### [SOURCE DOCUMENT]
Lau’s forbearance is exceptional, but her circumstances are not. In fact, people who sleep in fast food restaurants in some of the world’s richest cities are common enough to have their own sobriquet—McRefugees. What’s surprising about her predicament is that, like more than 70% of Hong Kong McRefugees interviewed for a new survey on the issue, Lau is not technically homeless.
So called McRefugees gained brief notoriety in 2015 when CCTV footage revealed that an elderly woman had lain dead in a Hong Kong restaurant for hours as oblivious diners munched on their fries; similar situations are present in other Asian metropolises like Beijing and Tokyo—where some 4,000 people without stable residences also take shelter in gaming or Internet cafes. But while there has been a sharp increase in Hong Kong’s homeless (up 22% in the last year and more than 50% on 2013/2014 by government numbers), and while charity workers found that homelessness contributed to many people spending the night in McDondalds, many respondents’ domestic situations were simply so dismal as to make a night under the golden arches more appealing. Other reasons for bedding down beneath the Golden Arches include family estrangement and mental health issues.

### [PROBLEM 1]
Locate every line in the records that contains the word "woman", and copy each of those lines.
The passage about Hong Kong's McRefugees and the records below it were drawn from unrelated sources.

### [Dataset records on object locations]
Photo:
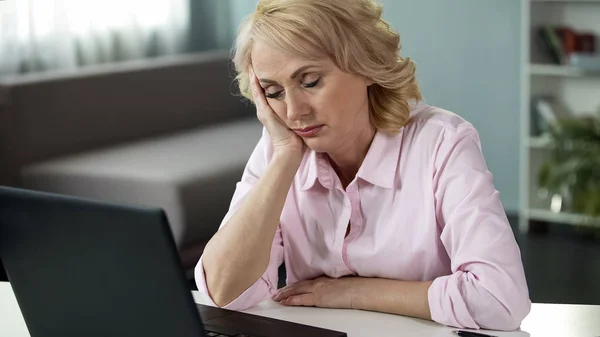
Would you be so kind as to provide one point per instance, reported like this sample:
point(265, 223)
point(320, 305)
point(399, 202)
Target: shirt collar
point(316, 167)
point(378, 168)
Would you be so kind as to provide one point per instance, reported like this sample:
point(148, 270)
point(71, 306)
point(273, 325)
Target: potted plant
point(572, 170)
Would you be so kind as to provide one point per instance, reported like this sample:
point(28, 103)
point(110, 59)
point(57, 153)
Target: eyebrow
point(294, 74)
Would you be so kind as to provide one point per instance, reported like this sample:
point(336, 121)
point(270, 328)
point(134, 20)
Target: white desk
point(545, 320)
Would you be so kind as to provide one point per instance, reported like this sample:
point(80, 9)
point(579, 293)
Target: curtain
point(39, 35)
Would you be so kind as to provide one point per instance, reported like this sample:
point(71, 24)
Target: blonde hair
point(352, 34)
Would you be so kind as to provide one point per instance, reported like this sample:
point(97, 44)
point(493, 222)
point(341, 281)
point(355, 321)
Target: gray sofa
point(166, 132)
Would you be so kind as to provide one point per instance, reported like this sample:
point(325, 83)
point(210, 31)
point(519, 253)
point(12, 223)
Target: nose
point(297, 105)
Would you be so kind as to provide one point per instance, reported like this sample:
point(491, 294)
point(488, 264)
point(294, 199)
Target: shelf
point(560, 71)
point(568, 1)
point(566, 218)
point(539, 142)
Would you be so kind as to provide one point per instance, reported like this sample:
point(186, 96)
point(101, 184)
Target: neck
point(346, 161)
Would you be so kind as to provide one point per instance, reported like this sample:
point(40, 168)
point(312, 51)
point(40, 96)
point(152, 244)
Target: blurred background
point(133, 101)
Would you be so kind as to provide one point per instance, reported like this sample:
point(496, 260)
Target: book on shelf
point(546, 112)
point(566, 46)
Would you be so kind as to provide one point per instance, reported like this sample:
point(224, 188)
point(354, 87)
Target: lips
point(310, 131)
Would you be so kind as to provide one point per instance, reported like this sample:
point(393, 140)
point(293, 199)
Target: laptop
point(86, 268)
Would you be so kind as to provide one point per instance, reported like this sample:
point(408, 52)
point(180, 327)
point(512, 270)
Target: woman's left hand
point(323, 292)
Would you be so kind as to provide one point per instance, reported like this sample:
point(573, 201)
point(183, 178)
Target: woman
point(373, 199)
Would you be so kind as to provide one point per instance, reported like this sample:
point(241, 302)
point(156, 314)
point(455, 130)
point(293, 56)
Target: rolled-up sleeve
point(266, 285)
point(487, 287)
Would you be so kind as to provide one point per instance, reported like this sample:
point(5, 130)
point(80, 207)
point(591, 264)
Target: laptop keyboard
point(216, 334)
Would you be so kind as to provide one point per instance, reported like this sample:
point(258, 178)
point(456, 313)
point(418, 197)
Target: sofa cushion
point(191, 175)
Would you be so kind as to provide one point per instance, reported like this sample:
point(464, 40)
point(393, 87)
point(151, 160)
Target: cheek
point(279, 108)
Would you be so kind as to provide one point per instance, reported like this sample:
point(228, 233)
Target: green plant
point(573, 167)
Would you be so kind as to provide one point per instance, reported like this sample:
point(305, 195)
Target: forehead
point(274, 63)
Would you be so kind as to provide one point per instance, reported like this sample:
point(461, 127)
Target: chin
point(317, 145)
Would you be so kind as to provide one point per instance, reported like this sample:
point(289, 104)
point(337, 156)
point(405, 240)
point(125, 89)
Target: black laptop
point(86, 268)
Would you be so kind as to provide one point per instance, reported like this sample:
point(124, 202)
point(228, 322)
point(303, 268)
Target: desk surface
point(545, 320)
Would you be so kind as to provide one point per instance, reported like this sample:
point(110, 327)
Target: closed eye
point(312, 84)
point(278, 94)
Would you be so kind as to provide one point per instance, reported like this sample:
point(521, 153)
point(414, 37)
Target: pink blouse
point(422, 207)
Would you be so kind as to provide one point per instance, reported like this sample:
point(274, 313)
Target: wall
point(468, 57)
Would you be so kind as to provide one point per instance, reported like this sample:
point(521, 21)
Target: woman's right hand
point(283, 140)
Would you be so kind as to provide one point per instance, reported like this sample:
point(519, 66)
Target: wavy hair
point(352, 33)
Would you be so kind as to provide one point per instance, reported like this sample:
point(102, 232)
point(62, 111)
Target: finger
point(257, 92)
point(303, 300)
point(295, 289)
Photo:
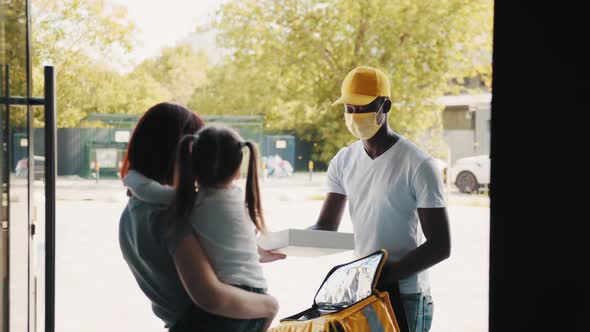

### [PROBLEM 2]
Continue the passage about Hong Kong's McRefugees, picking up right after its final sentence.

### [WRITTEN REPLY 1]
Target: woman's left hand
Target: woman
Target: woman's right hand

### [WRITTEN REPLY 2]
Local non-profit Junior Chambers International Tai Ping Shan (JCI) counted 334 people spending the night in Hong Kong’s 116 24-hour McDonald’s restaurants in June and July—that’s an almost six-fold increase on a similar survey conducted in 2013, which counted 57, the survey’s chairwoman Jennifer Hung tells TIME. JCI’s volunteers were able to conduct in-depth interviews with 53 of the people they counted and found that not only did most have a home but more than half had “either full time, part time, or self-employed work,” she says.
‘Every policy has failed’
A few booths down from Lau in the same To Kwa Wan McDonald’s, Pilee Liu pored over a newspaper near a man laid up on a Formica bench.
Gaunt under a checkered shirt and thick-framed glasses, Liu tells TIME that he does not stay until morning because sleeping here is “not elegant” but he comes in for a couple of hours on hot nights and might “close [his] eyes for a few moments.”
Like Lau, 55-year-old Liu is not technically homeless. He receives welfare and hangs out at a public library where he reads magazines and books about investment—but he does odd jobs and janitorial work. That earns him enough to rents a 6ft by 7ft cubbyhole in a nearby building for 1,300 Hong Kong dollars ($166). On summer nights, though, he has no choice but to get out.
“I can’t sleep at all because my room has no windows and no air conditioning,” he says. “There are cockroaches, mosquitoes. Bed bugs, once in a while. I wish I could transfer to another house but I can’t afford it.”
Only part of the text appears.